Waters ist nicht nur leidenschaftlicher, perfekter Musiker, sondern auch ein lauthalser Mahner, der aus voller pazifistischer Überzeugung handelt und diejenigen anprangert, welche heuptsächlich die Verantwortung für die derzeit so hasserfüllten Zustände tragen.

Es wäre also schon verwunderlich, wenn ROGER WATERS sich mit einem normalen Konzertmitschnitt begnügen würde – und so wurde aus „Us + Them“ mit der Unterstützung von SEAN EVANS als Regisseur ein faszinierender, gigantischer Konzertfilm, der seinesgleichen sucht und unter bombastischer, aber auch aussagekräftiger, humanistischer Sicht echte Maßstäbe setzt. Hinzu kommt, dass das komplette Konzert in eine konzeptionelle Geschichte um ein Flüchtlingsmädchen, ihr Mutter und ihre Puppe eingebunden ist – und dass diese Flucht nicht mit einem hollywoodschen Happy End ausgeht, wird jeder, der Waters Ambitionen in den letzten Jahren genauer verfolgt hat, ahnen.

=-=-=-=-=

▸ **AUFGABE 1**
Tausche im Abschnitt über den Konzertfilm „Regisseur“ gegen „Produzent“ aus. Gib die Stelle beginnend bei „Es wäre also“ und endend bei „verfolgt hat, ahnen.“ mit dieser Änderung wieder.

=-=-=-=-=

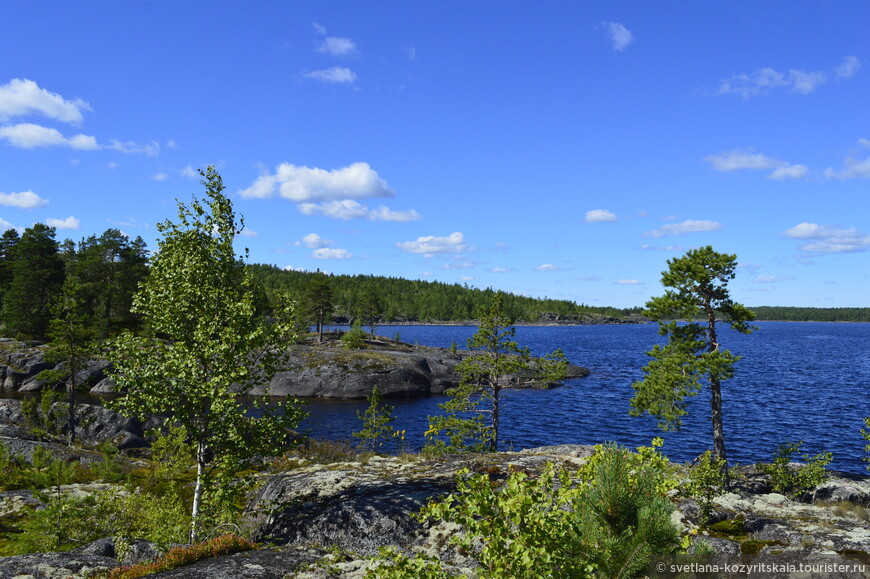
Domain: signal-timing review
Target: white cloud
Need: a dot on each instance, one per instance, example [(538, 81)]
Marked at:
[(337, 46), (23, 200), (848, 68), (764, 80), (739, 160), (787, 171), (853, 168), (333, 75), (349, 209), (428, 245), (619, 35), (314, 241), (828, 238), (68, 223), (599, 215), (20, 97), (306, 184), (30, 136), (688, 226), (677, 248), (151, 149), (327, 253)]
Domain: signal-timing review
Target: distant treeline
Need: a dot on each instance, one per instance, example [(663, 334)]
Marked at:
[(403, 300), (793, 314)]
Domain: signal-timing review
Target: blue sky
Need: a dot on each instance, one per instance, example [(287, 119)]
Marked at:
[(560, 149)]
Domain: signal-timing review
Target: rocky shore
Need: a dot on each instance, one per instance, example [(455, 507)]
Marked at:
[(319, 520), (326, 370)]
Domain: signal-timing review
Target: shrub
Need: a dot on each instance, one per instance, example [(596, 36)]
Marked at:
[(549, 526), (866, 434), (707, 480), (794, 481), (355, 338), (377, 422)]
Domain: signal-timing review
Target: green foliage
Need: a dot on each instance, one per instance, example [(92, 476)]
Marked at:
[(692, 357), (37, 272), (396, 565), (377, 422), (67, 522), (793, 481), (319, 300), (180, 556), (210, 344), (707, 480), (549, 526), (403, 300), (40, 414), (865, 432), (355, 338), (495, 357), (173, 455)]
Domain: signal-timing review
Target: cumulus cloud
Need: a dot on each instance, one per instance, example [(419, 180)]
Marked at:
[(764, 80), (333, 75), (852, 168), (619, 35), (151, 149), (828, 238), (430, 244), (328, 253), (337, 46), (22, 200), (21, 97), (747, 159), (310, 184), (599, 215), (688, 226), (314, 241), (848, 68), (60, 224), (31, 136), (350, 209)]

=-=-=-=-=

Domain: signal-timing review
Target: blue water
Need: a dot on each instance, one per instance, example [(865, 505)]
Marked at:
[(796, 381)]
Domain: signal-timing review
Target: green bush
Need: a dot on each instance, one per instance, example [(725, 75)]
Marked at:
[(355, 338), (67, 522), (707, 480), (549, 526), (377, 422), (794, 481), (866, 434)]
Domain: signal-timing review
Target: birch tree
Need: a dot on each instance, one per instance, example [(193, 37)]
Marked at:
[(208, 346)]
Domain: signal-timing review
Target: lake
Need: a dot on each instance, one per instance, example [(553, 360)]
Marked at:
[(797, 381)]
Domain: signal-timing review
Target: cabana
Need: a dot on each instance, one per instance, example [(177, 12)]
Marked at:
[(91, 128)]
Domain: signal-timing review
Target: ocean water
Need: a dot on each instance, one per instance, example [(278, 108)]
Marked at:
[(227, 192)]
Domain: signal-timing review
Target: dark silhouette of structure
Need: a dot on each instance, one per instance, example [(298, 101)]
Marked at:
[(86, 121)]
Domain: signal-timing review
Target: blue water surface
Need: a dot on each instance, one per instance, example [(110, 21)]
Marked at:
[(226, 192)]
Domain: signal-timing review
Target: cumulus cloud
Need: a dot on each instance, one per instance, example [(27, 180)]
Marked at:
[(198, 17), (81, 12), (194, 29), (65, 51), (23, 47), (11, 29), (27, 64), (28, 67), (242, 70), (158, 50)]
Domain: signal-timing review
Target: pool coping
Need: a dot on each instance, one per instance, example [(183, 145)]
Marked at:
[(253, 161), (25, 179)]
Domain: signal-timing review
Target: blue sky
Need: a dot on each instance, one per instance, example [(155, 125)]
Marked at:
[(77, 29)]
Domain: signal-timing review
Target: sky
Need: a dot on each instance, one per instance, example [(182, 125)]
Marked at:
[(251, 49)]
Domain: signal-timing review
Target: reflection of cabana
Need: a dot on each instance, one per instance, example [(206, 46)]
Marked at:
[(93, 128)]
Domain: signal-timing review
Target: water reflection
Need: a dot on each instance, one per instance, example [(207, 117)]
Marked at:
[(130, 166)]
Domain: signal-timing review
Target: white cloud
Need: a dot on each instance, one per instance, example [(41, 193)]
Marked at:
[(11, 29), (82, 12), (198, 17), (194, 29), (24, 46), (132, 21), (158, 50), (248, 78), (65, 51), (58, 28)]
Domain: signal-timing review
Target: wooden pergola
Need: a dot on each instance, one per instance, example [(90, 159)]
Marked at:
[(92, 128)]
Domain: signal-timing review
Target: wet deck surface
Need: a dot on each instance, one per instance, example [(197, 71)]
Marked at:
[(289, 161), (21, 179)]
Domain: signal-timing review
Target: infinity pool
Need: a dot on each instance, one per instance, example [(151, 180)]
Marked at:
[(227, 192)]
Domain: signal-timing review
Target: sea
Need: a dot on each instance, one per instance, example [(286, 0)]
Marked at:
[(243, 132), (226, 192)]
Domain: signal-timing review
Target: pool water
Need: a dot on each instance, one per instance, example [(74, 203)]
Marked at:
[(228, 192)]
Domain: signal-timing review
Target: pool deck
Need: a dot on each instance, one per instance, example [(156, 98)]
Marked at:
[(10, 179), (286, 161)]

=-=-=-=-=

▸ **AUFGABE 2**
Suche in den Einträgen jede Zeile, die die Zeichenfolge „green“ enthält, und schreibe diese Zeilen ab. Groß- und Kleinschreibung ist zu beachten.

▸ **VOLLSTÄNDIGE AUSGABE 1**
Es wäre also schon verwunderlich, wenn ROGER WATERS sich mit einem normalen Konzertmitschnitt begnügen würde – und so wurde aus „Us + Them“ mit der Unterstützung von SEAN EVANS als Produzent ein faszinierender, gigantischer Konzertfilm, der seinesgleichen sucht und unter bombastischer, aber auch aussagekräftiger, humanistischer Sicht echte Maßstäbe setzt. Hinzu kommt, dass das komplette Konzert in eine konzeptionelle Geschichte um ein Flüchtlingsmädchen, ihr Mutter und ihre Puppe eingebunden ist – und dass diese Flucht nicht mit einem hollywoodschen Happy End ausgeht, wird jeder, der Waters Ambitionen in den letzten Jahren genauer verfolgt hat, ahnen.

▸ **VOLLSTÄNDIGE AUSGABE 2**
Target: green foliage
Target: green bush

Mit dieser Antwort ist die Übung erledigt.